The expected result is a word-for-word copy of the entries, minus any pictures.
#### PROVIDED DATA
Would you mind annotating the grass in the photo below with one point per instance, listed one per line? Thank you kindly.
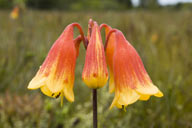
(162, 38)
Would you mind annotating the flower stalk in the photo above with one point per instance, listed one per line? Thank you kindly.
(94, 92)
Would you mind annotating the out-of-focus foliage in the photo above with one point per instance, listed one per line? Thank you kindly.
(78, 5)
(162, 38)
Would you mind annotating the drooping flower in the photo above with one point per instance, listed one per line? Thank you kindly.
(109, 50)
(132, 82)
(15, 13)
(95, 74)
(56, 75)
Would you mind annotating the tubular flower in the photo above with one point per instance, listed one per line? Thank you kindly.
(132, 82)
(56, 75)
(15, 13)
(95, 74)
(109, 50)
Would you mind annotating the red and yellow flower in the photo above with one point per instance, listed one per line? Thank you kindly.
(95, 74)
(56, 75)
(128, 77)
(131, 80)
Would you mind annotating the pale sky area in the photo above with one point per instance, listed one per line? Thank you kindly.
(165, 2)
########
EXPECTED ANSWER ->
Would you mind annotating the grass in the photo below with one point per instance, listed one per line? Thank you kindly.
(162, 38)
Would you mind annotating the flower stalk in the photo above with one point per instance, listed one per line? Thank you kindly.
(94, 92)
Would you mind annotating the out-of-focus foliage in the photo above with one point per instance, listed one per line? Thank you kindly.
(78, 5)
(162, 38)
Would you mind annotating the drooping flower in the photo above with one point per instance, listed one per line? Thank you kindly.
(109, 50)
(132, 82)
(15, 13)
(95, 74)
(56, 75)
Would you mind annotating the tubular flower in the photo above with one point per instance, listed one per line? Thank you kindly.
(132, 82)
(56, 75)
(15, 13)
(95, 74)
(109, 50)
Would you mind annotating the red and yellow flower in the photo above with one point per instance, listed one per line? Thank you kindly.
(95, 74)
(56, 75)
(128, 77)
(131, 80)
Would you mind annotating the pale sky area in the photo above with one point per instance, listed one per line? Thank you kindly.
(165, 2)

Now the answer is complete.